→ Exercise brief:
Please copy out the rows below without any changes, beginning with the line that contains "One pin marks each instance of the stone step." and continuing through the last row.

[Rows for pointing to named objects]
-=-=-
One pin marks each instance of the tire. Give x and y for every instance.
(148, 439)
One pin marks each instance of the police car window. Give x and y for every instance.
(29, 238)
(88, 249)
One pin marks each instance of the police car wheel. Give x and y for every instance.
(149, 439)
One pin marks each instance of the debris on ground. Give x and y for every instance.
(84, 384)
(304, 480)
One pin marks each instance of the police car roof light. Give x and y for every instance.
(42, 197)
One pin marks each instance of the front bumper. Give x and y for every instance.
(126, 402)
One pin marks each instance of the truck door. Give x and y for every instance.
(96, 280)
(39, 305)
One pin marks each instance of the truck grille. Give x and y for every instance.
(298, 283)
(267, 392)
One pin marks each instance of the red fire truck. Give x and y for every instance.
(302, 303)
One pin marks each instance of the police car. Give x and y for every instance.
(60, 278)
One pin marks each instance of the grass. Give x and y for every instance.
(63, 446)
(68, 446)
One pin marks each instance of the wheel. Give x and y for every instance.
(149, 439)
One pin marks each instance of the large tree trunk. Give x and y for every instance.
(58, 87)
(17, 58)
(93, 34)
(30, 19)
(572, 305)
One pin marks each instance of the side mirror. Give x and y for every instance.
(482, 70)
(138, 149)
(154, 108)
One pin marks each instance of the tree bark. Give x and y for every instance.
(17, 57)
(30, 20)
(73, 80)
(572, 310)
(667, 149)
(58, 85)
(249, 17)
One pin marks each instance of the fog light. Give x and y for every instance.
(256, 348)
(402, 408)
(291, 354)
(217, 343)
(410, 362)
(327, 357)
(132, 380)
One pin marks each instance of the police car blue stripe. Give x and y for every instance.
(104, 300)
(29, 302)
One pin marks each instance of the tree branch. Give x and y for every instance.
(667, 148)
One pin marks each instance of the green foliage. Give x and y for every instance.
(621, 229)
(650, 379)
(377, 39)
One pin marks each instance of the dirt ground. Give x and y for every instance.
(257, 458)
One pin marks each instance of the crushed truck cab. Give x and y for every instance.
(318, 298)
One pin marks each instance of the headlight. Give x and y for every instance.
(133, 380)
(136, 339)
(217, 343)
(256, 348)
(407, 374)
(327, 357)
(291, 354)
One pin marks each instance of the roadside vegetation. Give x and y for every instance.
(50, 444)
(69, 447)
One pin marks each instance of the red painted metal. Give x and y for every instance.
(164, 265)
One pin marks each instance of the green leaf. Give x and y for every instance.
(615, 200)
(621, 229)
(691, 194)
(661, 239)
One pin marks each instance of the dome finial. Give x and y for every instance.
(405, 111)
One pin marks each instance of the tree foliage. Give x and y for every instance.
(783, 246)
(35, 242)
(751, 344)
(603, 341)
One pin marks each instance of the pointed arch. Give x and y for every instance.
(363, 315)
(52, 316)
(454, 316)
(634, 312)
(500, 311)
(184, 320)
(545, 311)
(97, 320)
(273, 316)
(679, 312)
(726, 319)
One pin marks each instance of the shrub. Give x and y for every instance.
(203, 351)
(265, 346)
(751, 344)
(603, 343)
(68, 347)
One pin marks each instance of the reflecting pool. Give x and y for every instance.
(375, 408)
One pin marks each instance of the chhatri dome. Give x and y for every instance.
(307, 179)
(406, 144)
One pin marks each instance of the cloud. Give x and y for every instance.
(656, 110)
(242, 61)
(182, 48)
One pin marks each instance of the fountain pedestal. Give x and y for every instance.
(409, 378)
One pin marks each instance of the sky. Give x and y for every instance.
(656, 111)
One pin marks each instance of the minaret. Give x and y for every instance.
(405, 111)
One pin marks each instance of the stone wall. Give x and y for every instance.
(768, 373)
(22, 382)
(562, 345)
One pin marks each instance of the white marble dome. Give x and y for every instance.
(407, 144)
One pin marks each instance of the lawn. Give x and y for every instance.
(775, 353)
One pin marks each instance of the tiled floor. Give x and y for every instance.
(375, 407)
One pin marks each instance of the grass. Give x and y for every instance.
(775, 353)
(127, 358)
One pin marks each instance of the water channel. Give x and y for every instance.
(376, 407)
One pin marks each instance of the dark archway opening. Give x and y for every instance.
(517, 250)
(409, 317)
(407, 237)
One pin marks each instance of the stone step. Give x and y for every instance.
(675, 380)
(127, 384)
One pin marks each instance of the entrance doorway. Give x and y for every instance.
-=-=-
→ The solution:
One pin marks each instance of the stone step. Give x and y for every instance.
(675, 380)
(127, 384)
One pin marks each instance of the entrance doorway. Give x and y for every instance.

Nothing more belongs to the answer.